▸ **TESTO DI PARTENZA**
Questi percorsi che andremo a scoprire sulle colline alle spalle della città, collegamenti antichi
da rivivere fra Avesa, le Toresele e Borgo Venezia, sono luoghi da catturare con i sensi, da
sentire con il corpo.  Luoghi non contaminati che mantengono un fascino unico, salvati
dal degrado fisico e spirituale, oggi poco frequentati e poco conosciuti, forse per questo
intensamente vivi e coinvolgenti. Vie di fuga della mente dove il tempo scorre con altra velocità
ed intensità,che risvegliano le nostre energie assopite, i ricordi profondissimi
di profumi, suoni, sapori e visioni arcaiche che toccano inevitabilmente il sacro.


Castel San Pietro, è a pieno titolo parte fondamentale di questo riappropriarsi della natura e della storia di Verona. Mantiene ed emana ancora un fascino unico, salvatosi dalla totale distruzione fisica, conserva intatta l’anima del luogo, intensamente
vivo e coinvolgente.
Luogo-altro e alto- da vivere nella quiete e nel silenzio che ci rappacifica nella sua armonia.
Contiene immagini e paesaggi che ci permettono di entrare nelle nostre profondità cogliendo gli aspetti più nascosti, profondi e misteriosi del nostro essere ed esistere, alimentando più piani, innescando sottili e nuove emozioni inattese,trasportandoci nella storia.
Tentiamo di immaginare il complesso del sacrario con i suoi edifici eretti con maestria
inspiegabile dove nella collina di  tufo convivono la parte visibile e la parte nascosta ipogea,
il sopra e il sotto intimamente legati, radici del cielo e chiome nella terra, che  conducono a
liturgie e a riti che trovavano nelle acque, nei pozzi e  nelle favisse i veicoli per operare, un grandioso altare di marmo affinché l’umano possa interagire con il divino .

▸ **MATERIALE FORNITO**
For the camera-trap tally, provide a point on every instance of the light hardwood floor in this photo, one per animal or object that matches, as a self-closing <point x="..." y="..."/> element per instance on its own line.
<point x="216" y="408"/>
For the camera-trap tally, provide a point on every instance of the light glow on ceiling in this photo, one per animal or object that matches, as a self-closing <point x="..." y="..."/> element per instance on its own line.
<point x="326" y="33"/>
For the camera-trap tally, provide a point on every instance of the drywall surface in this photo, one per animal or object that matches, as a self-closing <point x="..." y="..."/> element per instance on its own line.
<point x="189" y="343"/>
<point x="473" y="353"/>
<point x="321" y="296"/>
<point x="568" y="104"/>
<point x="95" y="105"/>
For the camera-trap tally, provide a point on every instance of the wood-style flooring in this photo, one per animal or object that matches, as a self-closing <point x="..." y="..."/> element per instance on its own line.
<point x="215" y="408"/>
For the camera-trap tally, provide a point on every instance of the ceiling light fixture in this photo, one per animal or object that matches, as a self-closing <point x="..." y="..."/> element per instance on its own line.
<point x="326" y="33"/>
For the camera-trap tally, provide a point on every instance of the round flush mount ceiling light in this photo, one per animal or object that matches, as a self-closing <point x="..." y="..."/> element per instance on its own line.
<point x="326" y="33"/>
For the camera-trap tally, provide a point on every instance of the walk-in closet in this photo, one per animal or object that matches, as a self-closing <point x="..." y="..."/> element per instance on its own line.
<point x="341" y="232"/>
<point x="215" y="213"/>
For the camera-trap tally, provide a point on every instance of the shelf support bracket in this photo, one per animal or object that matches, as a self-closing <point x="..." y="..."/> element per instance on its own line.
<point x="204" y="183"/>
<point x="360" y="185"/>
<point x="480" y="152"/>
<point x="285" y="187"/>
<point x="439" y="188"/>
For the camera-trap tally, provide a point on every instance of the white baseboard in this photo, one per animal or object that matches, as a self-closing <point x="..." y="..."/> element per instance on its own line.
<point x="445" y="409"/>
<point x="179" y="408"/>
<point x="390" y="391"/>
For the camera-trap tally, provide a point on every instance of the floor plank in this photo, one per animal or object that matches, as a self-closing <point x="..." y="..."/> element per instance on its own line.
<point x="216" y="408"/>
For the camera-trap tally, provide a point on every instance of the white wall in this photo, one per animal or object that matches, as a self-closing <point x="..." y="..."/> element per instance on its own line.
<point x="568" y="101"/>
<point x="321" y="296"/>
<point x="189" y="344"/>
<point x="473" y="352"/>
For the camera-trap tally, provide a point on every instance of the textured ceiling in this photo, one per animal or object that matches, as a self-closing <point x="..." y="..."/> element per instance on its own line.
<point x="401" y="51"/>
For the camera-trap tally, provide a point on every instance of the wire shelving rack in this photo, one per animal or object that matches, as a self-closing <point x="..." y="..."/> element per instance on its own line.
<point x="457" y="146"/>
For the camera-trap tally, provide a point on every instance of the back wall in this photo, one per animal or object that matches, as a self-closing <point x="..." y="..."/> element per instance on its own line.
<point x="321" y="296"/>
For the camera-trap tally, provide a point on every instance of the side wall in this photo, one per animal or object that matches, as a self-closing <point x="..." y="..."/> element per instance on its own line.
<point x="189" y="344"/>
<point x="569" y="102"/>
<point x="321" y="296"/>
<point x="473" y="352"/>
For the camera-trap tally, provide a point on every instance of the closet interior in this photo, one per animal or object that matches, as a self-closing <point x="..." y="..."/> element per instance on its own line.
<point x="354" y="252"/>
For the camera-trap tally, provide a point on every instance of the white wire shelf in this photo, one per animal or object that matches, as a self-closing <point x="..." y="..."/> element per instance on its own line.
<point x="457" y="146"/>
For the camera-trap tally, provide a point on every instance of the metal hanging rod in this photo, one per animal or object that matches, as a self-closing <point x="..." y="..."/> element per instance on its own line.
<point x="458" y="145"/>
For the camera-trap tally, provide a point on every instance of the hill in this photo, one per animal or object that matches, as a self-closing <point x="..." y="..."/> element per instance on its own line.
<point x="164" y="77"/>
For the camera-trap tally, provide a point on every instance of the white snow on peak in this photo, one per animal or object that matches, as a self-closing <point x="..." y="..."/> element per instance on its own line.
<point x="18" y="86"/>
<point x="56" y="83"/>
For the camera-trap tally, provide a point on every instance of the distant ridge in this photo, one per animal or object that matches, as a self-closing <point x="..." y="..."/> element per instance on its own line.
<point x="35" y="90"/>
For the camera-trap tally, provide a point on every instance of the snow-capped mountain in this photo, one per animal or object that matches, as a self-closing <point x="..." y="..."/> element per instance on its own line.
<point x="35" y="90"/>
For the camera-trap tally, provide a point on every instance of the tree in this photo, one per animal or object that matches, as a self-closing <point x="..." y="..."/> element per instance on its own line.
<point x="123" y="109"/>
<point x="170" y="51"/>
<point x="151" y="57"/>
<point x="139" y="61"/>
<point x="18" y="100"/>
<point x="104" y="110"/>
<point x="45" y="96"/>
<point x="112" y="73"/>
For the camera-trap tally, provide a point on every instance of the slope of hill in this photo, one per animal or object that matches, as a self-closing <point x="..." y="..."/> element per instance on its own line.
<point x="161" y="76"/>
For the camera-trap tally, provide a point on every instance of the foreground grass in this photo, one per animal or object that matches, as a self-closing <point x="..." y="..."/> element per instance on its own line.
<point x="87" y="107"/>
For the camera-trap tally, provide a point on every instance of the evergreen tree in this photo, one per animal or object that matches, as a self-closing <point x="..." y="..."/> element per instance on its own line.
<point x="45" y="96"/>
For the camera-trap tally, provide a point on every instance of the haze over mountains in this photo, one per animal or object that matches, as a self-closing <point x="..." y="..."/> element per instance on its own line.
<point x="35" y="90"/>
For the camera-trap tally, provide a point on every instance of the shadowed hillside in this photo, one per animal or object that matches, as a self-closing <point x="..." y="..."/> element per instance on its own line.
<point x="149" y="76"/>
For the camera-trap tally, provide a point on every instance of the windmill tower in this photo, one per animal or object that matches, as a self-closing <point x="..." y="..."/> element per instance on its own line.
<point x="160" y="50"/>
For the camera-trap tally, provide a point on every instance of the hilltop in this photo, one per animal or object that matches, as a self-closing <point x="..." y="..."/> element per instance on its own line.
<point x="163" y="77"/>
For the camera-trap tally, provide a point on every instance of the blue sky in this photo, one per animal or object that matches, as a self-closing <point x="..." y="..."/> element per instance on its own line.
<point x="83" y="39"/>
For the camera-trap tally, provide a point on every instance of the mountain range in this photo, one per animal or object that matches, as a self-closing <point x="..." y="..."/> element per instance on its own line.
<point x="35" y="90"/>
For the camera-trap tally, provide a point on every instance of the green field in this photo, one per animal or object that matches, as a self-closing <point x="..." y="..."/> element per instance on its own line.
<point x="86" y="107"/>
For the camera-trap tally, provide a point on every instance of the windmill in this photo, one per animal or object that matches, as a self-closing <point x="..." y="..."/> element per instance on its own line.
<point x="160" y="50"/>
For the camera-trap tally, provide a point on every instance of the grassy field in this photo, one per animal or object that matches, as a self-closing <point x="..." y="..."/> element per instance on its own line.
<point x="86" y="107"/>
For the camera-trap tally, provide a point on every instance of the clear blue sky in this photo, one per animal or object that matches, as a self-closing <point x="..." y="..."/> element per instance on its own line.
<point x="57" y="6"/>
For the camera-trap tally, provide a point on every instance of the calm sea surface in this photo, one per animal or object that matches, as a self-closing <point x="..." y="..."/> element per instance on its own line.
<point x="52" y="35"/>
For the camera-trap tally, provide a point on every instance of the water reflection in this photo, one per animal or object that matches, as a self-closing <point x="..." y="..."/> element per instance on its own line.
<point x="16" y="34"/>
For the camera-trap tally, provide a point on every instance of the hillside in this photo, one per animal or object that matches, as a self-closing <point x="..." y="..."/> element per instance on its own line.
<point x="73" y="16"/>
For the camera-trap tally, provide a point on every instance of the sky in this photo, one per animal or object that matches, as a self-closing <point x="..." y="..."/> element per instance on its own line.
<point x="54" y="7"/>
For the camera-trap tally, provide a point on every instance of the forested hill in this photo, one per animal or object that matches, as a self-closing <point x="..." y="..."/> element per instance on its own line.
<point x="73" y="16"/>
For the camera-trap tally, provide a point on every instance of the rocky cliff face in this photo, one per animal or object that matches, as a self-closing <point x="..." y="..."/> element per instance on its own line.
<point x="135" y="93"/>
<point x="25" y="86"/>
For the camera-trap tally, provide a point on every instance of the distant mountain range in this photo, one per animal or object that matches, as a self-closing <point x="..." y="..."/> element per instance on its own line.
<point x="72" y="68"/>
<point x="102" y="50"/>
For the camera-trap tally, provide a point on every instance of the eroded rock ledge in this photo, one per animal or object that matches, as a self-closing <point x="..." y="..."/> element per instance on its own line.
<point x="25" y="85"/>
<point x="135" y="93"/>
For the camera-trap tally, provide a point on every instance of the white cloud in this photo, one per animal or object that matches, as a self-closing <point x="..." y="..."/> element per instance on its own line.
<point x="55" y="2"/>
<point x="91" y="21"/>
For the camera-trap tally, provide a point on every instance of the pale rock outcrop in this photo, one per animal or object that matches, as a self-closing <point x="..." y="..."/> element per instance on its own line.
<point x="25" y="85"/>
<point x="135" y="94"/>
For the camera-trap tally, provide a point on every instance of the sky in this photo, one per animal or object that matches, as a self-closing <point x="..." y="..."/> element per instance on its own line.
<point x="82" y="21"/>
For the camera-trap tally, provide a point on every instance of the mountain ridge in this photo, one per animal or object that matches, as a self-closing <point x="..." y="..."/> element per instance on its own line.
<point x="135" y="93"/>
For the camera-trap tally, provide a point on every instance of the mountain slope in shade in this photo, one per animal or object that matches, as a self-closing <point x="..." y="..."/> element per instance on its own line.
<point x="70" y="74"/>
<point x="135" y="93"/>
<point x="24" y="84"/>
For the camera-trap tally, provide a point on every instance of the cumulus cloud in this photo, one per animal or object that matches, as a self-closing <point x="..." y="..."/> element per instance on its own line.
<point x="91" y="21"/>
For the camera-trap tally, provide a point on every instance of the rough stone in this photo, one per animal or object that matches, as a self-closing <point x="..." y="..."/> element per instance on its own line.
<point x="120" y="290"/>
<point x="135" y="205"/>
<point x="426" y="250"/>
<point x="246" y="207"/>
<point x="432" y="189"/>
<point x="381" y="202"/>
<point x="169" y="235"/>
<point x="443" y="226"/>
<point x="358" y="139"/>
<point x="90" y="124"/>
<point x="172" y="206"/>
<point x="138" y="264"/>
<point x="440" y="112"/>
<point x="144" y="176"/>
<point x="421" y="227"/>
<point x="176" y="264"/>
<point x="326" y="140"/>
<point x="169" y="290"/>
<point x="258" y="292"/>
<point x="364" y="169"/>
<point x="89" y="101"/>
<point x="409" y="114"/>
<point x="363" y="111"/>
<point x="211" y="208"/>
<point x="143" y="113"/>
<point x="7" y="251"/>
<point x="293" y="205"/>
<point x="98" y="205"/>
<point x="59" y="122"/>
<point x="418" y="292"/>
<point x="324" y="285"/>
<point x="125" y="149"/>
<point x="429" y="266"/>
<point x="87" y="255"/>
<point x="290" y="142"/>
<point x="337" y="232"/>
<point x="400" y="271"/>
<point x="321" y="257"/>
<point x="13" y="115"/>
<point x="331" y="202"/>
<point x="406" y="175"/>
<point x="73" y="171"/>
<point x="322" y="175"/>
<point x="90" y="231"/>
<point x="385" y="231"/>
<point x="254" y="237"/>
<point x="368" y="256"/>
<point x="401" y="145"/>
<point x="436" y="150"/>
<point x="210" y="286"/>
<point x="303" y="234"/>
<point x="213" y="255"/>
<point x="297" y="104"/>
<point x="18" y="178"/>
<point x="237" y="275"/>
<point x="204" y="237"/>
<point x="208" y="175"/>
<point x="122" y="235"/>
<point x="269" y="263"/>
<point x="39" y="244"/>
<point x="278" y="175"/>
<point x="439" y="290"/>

...

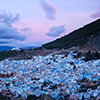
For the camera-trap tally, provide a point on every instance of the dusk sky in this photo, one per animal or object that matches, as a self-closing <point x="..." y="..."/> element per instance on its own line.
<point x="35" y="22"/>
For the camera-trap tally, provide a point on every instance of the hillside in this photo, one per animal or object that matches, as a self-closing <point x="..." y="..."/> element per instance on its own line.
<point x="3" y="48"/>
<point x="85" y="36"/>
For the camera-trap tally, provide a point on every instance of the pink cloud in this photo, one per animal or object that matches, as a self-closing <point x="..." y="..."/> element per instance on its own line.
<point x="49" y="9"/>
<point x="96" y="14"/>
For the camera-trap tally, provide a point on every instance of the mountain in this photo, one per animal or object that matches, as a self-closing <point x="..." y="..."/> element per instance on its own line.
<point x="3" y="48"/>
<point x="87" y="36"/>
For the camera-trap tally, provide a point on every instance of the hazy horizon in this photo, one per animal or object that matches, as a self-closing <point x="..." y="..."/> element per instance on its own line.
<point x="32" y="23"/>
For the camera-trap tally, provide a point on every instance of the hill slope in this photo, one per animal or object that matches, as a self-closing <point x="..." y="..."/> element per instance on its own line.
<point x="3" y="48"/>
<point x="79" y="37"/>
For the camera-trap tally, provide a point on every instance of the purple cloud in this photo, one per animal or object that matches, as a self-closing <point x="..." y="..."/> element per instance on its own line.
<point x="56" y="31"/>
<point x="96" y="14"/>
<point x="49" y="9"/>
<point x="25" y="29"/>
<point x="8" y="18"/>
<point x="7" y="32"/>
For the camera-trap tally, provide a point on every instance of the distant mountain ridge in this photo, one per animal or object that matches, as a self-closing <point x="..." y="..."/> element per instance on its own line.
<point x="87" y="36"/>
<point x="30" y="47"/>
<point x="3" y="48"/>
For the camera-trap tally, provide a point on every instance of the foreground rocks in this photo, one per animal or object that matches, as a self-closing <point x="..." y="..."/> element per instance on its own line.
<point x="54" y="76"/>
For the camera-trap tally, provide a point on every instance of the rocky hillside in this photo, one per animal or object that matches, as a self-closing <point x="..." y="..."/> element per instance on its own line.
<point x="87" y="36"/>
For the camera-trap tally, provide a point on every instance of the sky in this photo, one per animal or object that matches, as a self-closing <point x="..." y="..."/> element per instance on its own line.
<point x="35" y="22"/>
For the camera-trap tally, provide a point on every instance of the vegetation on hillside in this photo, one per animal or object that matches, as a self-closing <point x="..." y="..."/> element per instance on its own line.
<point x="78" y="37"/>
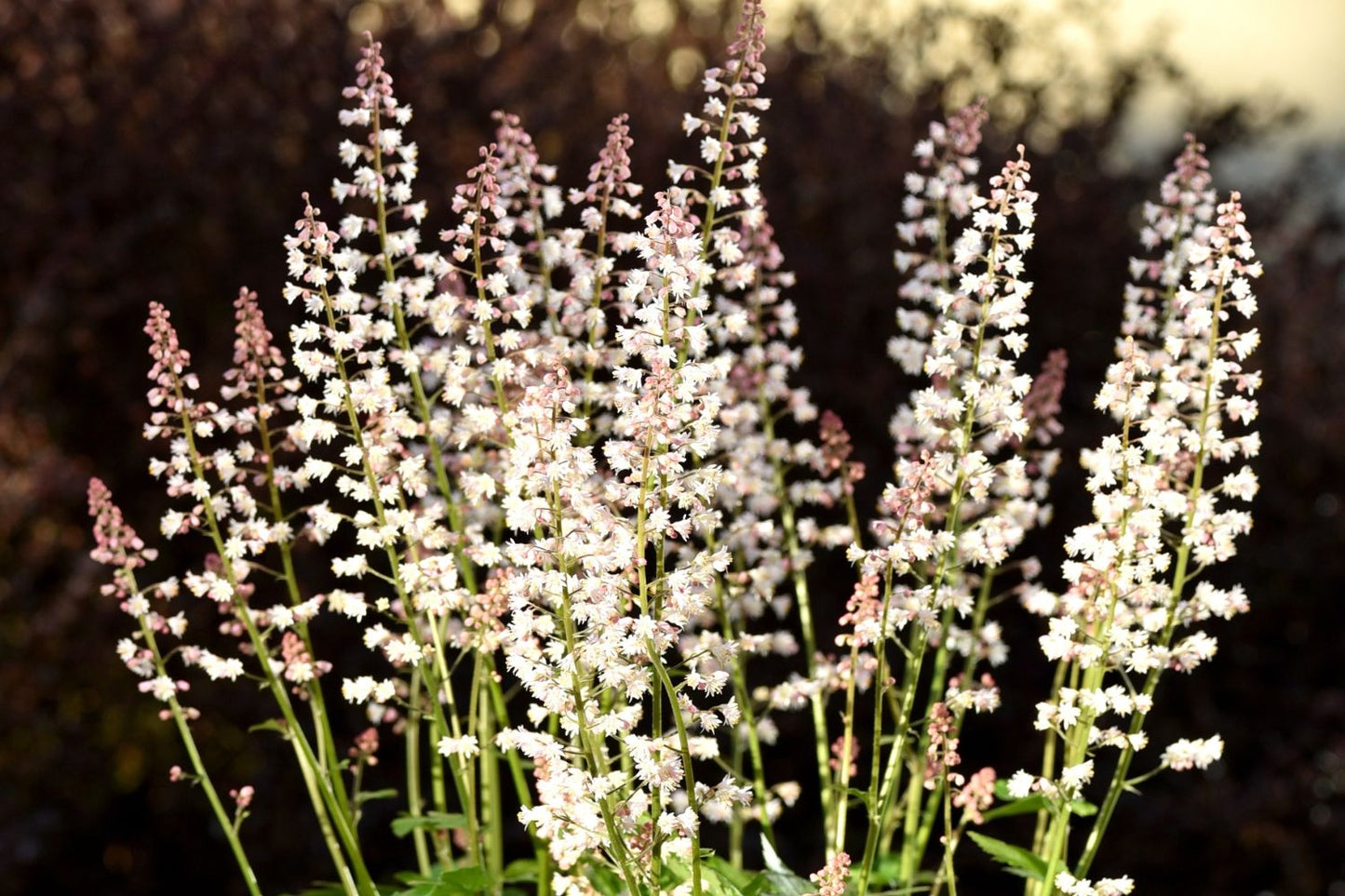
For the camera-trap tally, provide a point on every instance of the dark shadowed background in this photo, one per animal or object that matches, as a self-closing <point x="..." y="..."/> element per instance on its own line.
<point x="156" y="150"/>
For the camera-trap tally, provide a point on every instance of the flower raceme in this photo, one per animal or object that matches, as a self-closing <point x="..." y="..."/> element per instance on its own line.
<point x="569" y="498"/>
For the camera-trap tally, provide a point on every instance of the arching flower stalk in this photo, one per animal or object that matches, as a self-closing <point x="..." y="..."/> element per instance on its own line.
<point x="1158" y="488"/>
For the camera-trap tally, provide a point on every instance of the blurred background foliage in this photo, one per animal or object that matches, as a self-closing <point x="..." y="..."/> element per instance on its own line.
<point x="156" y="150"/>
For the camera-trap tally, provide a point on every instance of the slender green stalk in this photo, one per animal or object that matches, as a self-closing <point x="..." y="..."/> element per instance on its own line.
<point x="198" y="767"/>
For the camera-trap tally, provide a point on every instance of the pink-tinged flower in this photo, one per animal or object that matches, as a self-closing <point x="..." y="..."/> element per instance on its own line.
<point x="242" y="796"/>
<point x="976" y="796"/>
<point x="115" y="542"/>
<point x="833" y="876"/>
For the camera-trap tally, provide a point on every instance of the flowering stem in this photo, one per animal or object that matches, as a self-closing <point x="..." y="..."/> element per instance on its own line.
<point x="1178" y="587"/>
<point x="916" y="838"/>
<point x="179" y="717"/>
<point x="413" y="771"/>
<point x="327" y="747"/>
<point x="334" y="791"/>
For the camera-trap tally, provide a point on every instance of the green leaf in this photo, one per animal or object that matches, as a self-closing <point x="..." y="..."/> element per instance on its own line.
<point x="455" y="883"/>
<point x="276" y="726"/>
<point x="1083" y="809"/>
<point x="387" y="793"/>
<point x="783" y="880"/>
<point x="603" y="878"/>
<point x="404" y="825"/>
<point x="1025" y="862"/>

▸ **OBIETTIVO**
Trascrivi dal testo sulle colline di Verona il passo compreso tra «Questi percorsi che» e «vivo e coinvolgente.», estremi inclusi. Basatevi unicamente sul testo.

▸ **SOLUZIONE SCRITTA**
Questi percorsi che andremo a scoprire sulle colline alle spalle della città, collegamenti antichi
da rivivere fra Avesa, le Toresele e Borgo Venezia, sono luoghi da catturare con i sensi, da
sentire con il corpo.  Luoghi non contaminati che mantengono un fascino unico, salvati
dal degrado fisico e spirituale, oggi poco frequentati e poco conosciuti, forse per questo
intensamente vivi e coinvolgenti. Vie di fuga della mente dove il tempo scorre con altra velocità
ed intensità,che risvegliano le nostre energie assopite, i ricordi profondissimi
di profumi, suoni, sapori e visioni arcaiche che toccano inevitabilmente il sacro.


Castel San Pietro, è a pieno titolo parte fondamentale di questo riappropriarsi della natura e della storia di Verona. Mantiene ed emana ancora un fascino unico, salvatosi dalla totale distruzione fisica, conserva intatta l’anima del luogo, intensamente
vivo e coinvolgente.